The advent of digital technology allows the visually-impaired community to address two major challenges to gaining full access to the wealth of printed material: narration and copyright.

Overcoming the constraint of narration

What narration could not address due to limited resources, the Open eBook Forum addressed by endorsing Text-to-Speech (TTS) technology, allowing more books to be translated into audible formats. Narration requires a real person to read the text, and the analog file was brought to market using the SMIL standard. TTS allows the software to process the electronic text into computer speech. In 1999 the eBook Publication Structure 1.0 became a standard, featuring completely accessible XML. The goal of the eBook community is to offer "completely accessible books to users suitable to their individual needs or requirements" -- books richly marked up in XML, sufficient to support multiple reading systems: print, audio, Braille, large print, indexes, bibliographies. XML also facilitates the rich functionality offered by newer player platforms. For example, Visuaide and Labyrinten offer players which do synchronized pause, individual word spellings, and search.

Are there disadvantages in moving from the human narrator's voice to the stilted, mechanical voice of TTS? Yes, but the increased functionality and expanded library of material overcomes them. "Imagine a man who is blind sitting at a PC and listening to [a] Shakespeare passage with an eBook reader using TTS. The mechanical tones are far less evocative than those of the professional narrator, but the listener who is blind can see past the quirks of the robotic voice," says George Kerscher of the DAISY Consortium and Jim Fruchterman of the Benetech Initiative.

■ **DATA LINES**
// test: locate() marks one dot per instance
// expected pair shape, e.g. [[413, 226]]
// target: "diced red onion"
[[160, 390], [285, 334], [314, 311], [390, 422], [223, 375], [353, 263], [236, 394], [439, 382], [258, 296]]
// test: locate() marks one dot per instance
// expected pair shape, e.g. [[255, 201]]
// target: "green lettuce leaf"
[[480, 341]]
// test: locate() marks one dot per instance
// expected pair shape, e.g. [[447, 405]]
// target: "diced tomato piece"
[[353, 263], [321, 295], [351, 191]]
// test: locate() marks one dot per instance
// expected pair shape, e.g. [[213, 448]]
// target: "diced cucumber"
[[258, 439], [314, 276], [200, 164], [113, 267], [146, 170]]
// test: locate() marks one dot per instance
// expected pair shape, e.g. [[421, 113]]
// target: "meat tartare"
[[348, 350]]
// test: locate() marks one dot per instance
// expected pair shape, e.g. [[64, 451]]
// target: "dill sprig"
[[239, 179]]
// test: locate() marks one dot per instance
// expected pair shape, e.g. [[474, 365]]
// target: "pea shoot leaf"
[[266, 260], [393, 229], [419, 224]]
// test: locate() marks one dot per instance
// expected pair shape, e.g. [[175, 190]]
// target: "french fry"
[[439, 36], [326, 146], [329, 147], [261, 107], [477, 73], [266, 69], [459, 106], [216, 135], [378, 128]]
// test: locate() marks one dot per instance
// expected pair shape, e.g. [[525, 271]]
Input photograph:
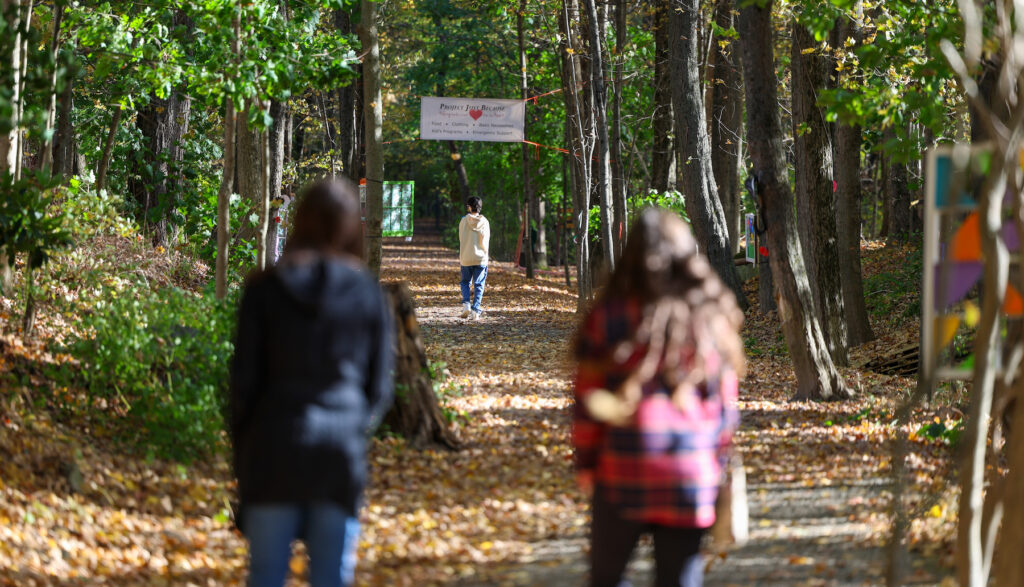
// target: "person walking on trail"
[[659, 358], [310, 379], [474, 239]]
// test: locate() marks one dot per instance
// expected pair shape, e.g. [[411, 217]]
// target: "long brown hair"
[[688, 313], [327, 220]]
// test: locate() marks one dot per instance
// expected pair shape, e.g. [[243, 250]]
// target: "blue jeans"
[[475, 275], [331, 534]]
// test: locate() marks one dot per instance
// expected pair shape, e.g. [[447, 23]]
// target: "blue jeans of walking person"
[[475, 276], [330, 532]]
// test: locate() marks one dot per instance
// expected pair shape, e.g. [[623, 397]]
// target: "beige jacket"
[[474, 239]]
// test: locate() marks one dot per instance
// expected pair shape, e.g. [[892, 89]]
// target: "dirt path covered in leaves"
[[77, 508], [505, 509]]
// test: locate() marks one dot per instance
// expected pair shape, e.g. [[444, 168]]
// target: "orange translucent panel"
[[966, 245]]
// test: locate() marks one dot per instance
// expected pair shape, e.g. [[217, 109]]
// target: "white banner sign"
[[471, 119]]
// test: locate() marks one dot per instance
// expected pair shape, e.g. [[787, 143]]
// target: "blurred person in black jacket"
[[310, 380]]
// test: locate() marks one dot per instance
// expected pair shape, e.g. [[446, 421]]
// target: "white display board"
[[471, 119]]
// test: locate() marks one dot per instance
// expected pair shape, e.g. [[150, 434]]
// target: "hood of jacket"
[[310, 280]]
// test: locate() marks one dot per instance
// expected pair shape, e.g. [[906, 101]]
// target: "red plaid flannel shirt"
[[665, 466]]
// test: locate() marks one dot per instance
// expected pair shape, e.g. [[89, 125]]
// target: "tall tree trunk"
[[602, 163], [527, 185], [51, 108], [23, 76], [263, 207], [898, 187], [348, 110], [373, 114], [726, 123], [227, 177], [163, 123], [12, 13], [248, 162], [814, 190], [816, 375], [693, 145], [848, 219], [279, 114], [579, 121], [664, 155], [619, 184], [65, 144]]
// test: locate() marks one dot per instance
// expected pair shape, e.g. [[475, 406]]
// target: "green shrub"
[[160, 361]]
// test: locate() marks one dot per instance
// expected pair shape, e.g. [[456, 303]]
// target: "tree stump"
[[416, 414]]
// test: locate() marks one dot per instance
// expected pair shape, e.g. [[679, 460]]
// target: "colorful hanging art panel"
[[953, 262]]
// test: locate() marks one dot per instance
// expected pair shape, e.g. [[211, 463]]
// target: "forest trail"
[[505, 509]]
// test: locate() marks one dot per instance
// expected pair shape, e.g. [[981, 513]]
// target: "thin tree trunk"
[[51, 108], [578, 121], [702, 205], [617, 169], [602, 154], [373, 115], [263, 207], [816, 375], [24, 61], [279, 114], [664, 155], [226, 178], [726, 108], [898, 187], [814, 190], [12, 11], [527, 189], [849, 218]]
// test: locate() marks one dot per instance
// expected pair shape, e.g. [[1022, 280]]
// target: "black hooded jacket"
[[311, 378]]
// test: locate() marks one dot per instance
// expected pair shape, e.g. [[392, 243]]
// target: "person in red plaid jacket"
[[659, 358]]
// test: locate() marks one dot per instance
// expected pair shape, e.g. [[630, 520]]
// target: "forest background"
[[150, 147]]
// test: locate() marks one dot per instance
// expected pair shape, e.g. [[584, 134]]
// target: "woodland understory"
[[504, 509]]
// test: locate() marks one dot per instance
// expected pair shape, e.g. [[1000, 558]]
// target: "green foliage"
[[29, 222], [896, 291], [160, 360], [939, 431]]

■ **WRITTEN TASKS**
(1) Extract each row above that contains the word "green".
(2) Carry the passage on digital access to books for visually impaired readers forward from its final sentence.

■ **FINAL ANSWERS**
(1)
// target: "green lettuce leaf"
// target: "green shrub"
// target: "green foliage"

(2)
Meeting the copyright challenge

The second challenge is copyright. Publishers enjoy a growing demand for audio versions of printed material, and often secure exclusive agreements for the entire audio version of copyrighted text. Traditionally publishers have secured these agreements for audio publication through narration-based services. The task of the Open eBook Forum and other forums supporting the DTB is to persuade publishers to consider the wider set of alternatives beyond the first generation solution simple narration offers. The OEB Forum tries to take advantage of the Chaffee Amendment to the US copyright code, which permits the non-standard use of books by a non-profit for production of Braille or audible output. Non-profits which seek to produce documents in non-standard form like Braille or DTBs, and excepting plays and music, enjoy a copyright waiver under the amendment.

Although the Chaffee Amendment opens up a new opportunities for publishers, the expanded functionality offered in the latest DTB standards is equally appealing to sighted customers. Publishers are calling for digital copyright protection and compensation methods for proper, attributed use. Thus the need for attribution and appropriate compensation becomes even more acute. With enhanced XML markup in ebooks, sounds clips of books might be used on the Web to promote books sales and upcoming movies.

Several digital rights management (DRM) initiatives address the needs presented by repurposing of content and required attribution. DRM techniques allow a copyrighted text or ebook to pass by the cash register prior to allowing the viewer full access, audible or legible. The DRM tools must be preset to release the authorized use of copyrighted text by qualified representatives of the non-seeing community and "turn on" the selected Braille or audio publishing capabilities.

Along with the NLS, the Library of Congress, with the U.S. Copyright Office, supports an initiative called the Digital Object Architecture. That project developed a framework for distributed digital object services. To further support accurate, robust attribution needs of publishers, the International DOI Foundation (IDF) is developing a Digital Object Identifier (DOI) System, a standard method for identifying digital content for the publishing industry. It provides a framework for managing intellectual content, for linking customers with content suppliers, for facilitating electronic payment exchange, and enabling automated copyright management for all types of media.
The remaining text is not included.